> [WRITTEN TASK] Rescale all the entries below and reproduce them in full, requests included, multiplying every point coordinate in the answers by 2.3 and rounding to the nearest whole number, with halves rounded up. Leave the numbers in the requests and their format samples unchanged, and omit the pictures from your answer.

> [STORED DATA]
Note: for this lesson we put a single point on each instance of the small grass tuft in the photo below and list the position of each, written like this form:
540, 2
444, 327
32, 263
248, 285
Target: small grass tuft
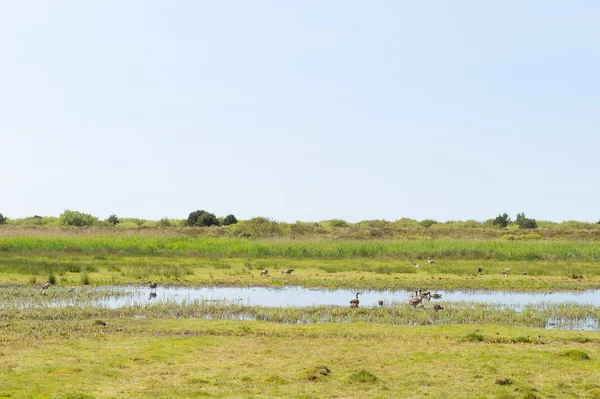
275, 379
574, 354
363, 377
317, 372
474, 337
85, 279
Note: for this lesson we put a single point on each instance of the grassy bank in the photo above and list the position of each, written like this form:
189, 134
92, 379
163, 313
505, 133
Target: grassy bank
180, 358
23, 305
319, 249
76, 269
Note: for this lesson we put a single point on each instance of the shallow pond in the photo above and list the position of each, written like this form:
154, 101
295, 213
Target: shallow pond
300, 297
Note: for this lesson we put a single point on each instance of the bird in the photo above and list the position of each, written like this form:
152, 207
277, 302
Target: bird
415, 300
354, 302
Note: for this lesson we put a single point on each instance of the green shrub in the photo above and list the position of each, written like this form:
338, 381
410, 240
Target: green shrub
501, 220
113, 219
338, 223
127, 225
574, 354
427, 223
202, 218
362, 377
316, 373
229, 220
78, 219
164, 222
525, 223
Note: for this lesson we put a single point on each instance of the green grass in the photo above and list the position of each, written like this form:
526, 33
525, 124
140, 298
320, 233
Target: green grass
73, 269
181, 358
31, 304
322, 249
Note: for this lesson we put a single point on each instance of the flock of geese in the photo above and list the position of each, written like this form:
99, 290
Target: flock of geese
415, 299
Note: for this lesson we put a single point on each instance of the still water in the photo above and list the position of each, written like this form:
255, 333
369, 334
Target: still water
300, 297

> [WRITTEN SOLUTION]
Note: for this lesson we put a single point on each instance of the small grass tuft in the photo below and list the position of each, written like this form:
540, 2
444, 327
32, 263
248, 285
Target: small grass tuft
633, 872
1320, 814
835, 867
729, 856
1090, 775
196, 642
Note: for this lesson we put a single point on each instance of the grassy bank in the photo above and list the position of each, written like this form:
189, 134
92, 379
163, 313
505, 133
Target: grassy bank
414, 823
53, 702
734, 573
175, 619
Note: for this lesson we put a single point on each instance of the shallow pond in the photo above and list the position of each, written like this form:
154, 101
295, 213
Target: shallow pond
690, 683
Note: for this lesson we put a single point on each instance of the bird in the photo above and list the position of each, written like this form:
152, 207
277, 302
Target: bird
955, 690
814, 695
Note: for this lesson we put a single point on each instance of the green shrub in the photo above and list the position of each, written like this form:
338, 381
410, 240
Target: green shrub
1152, 506
260, 504
777, 513
292, 518
1320, 814
982, 513
465, 501
833, 867
727, 858
527, 506
179, 504
377, 511
1208, 513
Note: for this lesson we put a single point on each instance of the green grass in the photo above and list the position of each, written like this form:
526, 33
525, 124
140, 298
320, 233
Target: green grass
168, 619
416, 823
71, 699
741, 573
Note: for this lesson we put a single point on each instance of the flock of geese in the photo above and list the position of each, written like this form:
99, 290
Target: flock of geese
955, 688
Note: for this lesson we put a single point on each instance of the still water in the photo above and list the position of each, written like this form:
255, 333
369, 334
Target: still water
690, 683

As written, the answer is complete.